### DOCUMENT TEXT
Counter-Strike Global Offensive has been widely popular throughout Europe and North America, but has struggled to find the same foothold in Asia, where mobile games and MOBAs dominate. Combined with a lack of frequent tournaments, CS:GO’s place in the Asian esports ecosystem is in question.
We spoke to Harley ‘dsn’ Örwall, an ex-pro player who has now transitioned into working with the Chinese organisation, B.O.O.T. as well as working with website CSGO2Asia in developing a league for Asian players. The Asian Pro League is hosted on the FACEIT platform and has been running since November 2018.
Esports Insider: Let’s talk about the Asian Pro League, which is now in its fourth month. What was your involvement with that?
Harley ‘dsn’ Örwall: Basically I’m working together with Nikhil from CSGO2Asia and FaceIT. Our idea is just to create a platform for people interested in improving their game. We have prize pools that incentivise players in the region to be competitive and hone their skills and solo queue allows for fair matchmaking and not allowing pre-made teams to run up against a random group of players. The FACEIT platform has seen great success in Europe and now North America with FPL and we wanted to recreate that experience for players in Asia. By dipping our toes here, we can hopefully prove to FACEIT that Asia deserves its own FPL officially.
ESI: Have you seen any tangible results since the creation of the league? We’ve seen players that consistently perform well in FPL get picked up by top teams and go on to become great players.
dsn: Yeah, that’s also one of our goals with the platform. We have a few teams already in the Pro Division, but the lower division allows amateurs and budding professionals to move up if they perform well, hopefully getting recognized and picked up by the teams. We’ve only completed three seasons, so we’ve only seen six players move up to the pro division. I think in another few months we’ll start to see some stand out players and begin to see some pickups.
ESI: Have you seen any problems that have plagued FPL or ESEA’s S-Rank in terms of matchmaking in the Pro Divisions?
dsn: No we haven’t, but there are other platforms, so perhaps players that have those issues have gone on to those places. But we welcome the competition because the more areas that players can play the better. However we have our own challenges, Asia is much bigger than Europe and as a result our servers can only accommodate players from certain regions. We don’t enjoy the same luxury as FPL in Europe that have servers in Germany that most players can reliably play on. We’ve had to split our servers for the East Asian players and the Southeast Asian players, so Hong Kong and Singapore are our divisions and where the two groups congregate. We’ve put in a server vote so players from India and Pakistan can also have a say in where they play, as long as everything is fair.
(Note: APL recently announced they were closing down their Hong Kong servers indefinitely after the start of their fourth season. Harley released a statement following the closure: “We closed the HK division for the time being due to issues with activity. The biggest market for the HK server is Mainland China, and due to firewall issues with the FACEIT client within the country, we decided to take some time to evaluate our strategy for East Asia instead of being happy with the status quo and declining activity due to technical issues. Our goal has always been to provide a premium experience for our subscribers and we will continue to strive to do so.”)

### CHALLENGES
a. In the interview about the Asian Pro League, which two cities give their names to the divisions for East Asian and Southeast Asian players?
b. Carry on the Asian Pro League interview, starting after the note about the Hong Kong servers closing.
The material that comes next is from a separate source and has no connection to the interview.

### RECORD LIST
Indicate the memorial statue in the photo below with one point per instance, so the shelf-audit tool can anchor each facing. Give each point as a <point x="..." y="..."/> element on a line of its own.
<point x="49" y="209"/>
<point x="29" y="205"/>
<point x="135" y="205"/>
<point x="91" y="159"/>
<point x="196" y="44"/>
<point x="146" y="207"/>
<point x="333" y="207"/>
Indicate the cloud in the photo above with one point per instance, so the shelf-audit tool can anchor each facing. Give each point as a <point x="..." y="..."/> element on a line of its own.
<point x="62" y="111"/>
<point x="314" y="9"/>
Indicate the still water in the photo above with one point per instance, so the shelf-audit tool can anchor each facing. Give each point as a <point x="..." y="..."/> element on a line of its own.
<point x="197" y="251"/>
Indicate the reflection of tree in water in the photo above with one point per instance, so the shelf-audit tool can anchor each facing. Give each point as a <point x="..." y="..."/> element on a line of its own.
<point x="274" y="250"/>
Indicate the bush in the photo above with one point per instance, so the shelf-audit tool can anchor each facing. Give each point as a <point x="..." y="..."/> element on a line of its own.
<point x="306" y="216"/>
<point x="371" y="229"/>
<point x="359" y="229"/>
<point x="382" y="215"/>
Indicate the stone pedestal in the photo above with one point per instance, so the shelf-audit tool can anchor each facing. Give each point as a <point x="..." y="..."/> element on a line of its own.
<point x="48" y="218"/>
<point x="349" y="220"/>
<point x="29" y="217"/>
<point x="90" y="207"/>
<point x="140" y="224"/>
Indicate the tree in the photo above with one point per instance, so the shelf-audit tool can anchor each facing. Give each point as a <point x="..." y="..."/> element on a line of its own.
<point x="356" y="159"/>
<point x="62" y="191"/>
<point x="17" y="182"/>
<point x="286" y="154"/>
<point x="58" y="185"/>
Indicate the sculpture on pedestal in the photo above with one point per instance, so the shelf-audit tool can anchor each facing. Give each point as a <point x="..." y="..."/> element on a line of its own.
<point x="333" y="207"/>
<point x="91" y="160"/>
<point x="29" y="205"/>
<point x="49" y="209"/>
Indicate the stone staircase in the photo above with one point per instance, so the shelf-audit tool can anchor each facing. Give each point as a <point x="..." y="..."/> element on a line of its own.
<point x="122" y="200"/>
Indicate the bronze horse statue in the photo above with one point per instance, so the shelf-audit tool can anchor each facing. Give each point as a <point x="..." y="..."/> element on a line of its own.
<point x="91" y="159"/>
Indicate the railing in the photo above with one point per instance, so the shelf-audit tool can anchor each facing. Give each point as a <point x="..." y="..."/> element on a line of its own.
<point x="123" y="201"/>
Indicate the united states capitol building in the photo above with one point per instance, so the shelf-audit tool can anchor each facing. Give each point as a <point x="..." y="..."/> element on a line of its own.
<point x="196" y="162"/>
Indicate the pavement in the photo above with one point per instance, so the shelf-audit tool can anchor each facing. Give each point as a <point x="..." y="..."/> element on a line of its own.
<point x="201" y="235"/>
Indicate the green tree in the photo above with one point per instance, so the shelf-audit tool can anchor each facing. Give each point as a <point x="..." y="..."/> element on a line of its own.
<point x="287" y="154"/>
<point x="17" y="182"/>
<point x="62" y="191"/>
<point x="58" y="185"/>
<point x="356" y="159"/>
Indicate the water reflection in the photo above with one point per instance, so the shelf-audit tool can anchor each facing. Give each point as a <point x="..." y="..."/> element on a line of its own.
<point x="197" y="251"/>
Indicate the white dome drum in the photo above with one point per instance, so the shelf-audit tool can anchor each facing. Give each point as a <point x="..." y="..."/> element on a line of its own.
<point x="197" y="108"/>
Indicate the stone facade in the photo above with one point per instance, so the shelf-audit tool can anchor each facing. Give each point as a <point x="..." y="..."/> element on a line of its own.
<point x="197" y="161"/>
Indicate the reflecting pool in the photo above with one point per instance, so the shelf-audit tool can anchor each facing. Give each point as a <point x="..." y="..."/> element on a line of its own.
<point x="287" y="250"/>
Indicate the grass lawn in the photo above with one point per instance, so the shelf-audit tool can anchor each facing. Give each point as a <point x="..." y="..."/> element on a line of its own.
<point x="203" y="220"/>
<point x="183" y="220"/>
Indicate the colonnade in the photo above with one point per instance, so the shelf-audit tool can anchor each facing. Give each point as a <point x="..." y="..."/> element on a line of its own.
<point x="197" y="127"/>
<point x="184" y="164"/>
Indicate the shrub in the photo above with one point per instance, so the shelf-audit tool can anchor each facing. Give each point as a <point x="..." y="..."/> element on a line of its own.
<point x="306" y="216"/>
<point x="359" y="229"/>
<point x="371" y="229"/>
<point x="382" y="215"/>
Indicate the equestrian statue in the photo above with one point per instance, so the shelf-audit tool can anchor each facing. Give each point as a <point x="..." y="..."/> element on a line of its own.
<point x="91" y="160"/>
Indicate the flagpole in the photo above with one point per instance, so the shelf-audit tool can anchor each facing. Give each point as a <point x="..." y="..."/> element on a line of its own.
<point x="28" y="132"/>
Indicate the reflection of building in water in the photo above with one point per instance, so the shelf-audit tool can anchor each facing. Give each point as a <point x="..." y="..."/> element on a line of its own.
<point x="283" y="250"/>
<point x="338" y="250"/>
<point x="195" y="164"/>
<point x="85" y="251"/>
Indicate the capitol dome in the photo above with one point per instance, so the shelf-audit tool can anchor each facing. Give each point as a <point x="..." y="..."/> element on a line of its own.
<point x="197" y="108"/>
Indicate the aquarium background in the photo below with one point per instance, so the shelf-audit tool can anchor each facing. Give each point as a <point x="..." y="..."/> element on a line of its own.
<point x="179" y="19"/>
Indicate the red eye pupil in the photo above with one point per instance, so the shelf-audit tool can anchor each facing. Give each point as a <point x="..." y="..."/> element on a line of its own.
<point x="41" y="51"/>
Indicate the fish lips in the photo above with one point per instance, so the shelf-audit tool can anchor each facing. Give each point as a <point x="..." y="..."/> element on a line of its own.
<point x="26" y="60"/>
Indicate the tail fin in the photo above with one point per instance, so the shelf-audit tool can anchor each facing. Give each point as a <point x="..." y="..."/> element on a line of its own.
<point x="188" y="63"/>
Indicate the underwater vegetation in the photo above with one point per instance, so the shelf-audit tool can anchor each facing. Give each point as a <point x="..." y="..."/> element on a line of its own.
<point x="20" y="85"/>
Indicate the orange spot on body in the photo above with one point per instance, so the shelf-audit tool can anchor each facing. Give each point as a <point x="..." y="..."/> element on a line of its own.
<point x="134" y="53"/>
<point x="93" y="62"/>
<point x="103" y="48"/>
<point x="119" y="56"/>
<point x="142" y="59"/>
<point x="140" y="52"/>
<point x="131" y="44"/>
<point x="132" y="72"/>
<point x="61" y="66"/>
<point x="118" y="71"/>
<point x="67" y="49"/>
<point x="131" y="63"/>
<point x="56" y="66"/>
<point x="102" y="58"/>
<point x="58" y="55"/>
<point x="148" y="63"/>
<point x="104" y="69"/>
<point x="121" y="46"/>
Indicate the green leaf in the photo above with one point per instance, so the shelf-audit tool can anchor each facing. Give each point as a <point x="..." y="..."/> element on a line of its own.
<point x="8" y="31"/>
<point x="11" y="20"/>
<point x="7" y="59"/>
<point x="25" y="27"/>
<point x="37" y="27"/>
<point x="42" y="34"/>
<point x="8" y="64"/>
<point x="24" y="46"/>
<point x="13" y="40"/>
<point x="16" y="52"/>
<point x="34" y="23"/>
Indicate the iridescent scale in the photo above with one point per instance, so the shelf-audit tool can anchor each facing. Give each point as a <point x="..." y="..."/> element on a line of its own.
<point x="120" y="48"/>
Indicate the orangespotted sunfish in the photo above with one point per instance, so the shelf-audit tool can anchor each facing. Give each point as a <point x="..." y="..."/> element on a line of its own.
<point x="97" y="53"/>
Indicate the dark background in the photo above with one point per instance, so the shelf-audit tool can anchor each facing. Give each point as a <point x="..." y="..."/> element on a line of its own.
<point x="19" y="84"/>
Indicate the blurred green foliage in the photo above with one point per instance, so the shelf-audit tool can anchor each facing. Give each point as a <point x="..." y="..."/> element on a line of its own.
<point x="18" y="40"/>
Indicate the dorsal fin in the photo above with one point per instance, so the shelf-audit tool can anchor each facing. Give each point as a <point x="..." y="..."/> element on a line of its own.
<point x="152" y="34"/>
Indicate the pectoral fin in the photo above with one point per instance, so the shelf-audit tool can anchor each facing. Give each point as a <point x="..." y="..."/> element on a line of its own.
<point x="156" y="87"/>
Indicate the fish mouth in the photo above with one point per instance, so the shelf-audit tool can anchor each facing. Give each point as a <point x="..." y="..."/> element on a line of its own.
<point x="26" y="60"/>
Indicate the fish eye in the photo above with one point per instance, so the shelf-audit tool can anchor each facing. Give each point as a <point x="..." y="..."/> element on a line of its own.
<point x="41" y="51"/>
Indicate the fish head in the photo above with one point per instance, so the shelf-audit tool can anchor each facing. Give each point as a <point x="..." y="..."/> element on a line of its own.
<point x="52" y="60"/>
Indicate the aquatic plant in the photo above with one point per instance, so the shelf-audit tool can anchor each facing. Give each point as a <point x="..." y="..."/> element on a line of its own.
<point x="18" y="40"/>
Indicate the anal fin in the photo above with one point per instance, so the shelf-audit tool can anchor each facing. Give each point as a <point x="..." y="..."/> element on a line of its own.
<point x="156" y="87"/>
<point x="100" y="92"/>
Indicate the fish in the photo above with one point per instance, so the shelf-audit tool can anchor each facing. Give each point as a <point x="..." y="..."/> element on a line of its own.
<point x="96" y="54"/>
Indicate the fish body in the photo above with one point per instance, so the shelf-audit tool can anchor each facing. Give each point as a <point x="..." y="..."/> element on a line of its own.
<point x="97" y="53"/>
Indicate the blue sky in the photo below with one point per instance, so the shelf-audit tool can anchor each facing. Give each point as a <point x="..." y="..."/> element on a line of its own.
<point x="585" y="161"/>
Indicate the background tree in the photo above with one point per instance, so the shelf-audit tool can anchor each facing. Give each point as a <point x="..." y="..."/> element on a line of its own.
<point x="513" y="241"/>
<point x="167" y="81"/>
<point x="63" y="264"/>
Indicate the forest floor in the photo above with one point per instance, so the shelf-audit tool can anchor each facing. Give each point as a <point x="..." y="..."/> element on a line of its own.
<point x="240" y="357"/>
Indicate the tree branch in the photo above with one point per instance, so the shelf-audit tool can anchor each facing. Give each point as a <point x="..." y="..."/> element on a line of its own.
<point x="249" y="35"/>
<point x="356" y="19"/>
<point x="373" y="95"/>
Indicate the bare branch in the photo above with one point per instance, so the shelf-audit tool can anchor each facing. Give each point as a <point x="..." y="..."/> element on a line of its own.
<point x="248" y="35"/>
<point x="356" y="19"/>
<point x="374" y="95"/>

### ANSWER SET
a. Hong Kong and Singapore.

b.
ESI: What are the long-term goals for the league, do you plan on hosting tournaments down the line?
dsn: We definitely have some plans. We’re currently working on getting sponsors and partners so we have a budget to work with. With that in place we can attract more players and provide more incentives for players to come over and play on our platform. We also don’t want to make too many drastic changes so that our base can stabilize and we can properly gauge how many players consistently play through the months. We definitely have bigger plans for APL in the future.
ESI: Coming into 2019, what’s your outlook for CS:GO in Asia?
dsn: There are quite a lot of teams in Southeast Asia, China and Japan that support CS:GO with salaried teams and players. I’ve heard rumors about other teams that aren’t currently in CS:GO looking to invest in some teams, so that’s good news. However I think ultimately CS:GO will continue to be behind the mobile games by quite some margin, but I hope it gets bigger. When it went free to play I heard there was quite a few players that got into [CS:GO] in China.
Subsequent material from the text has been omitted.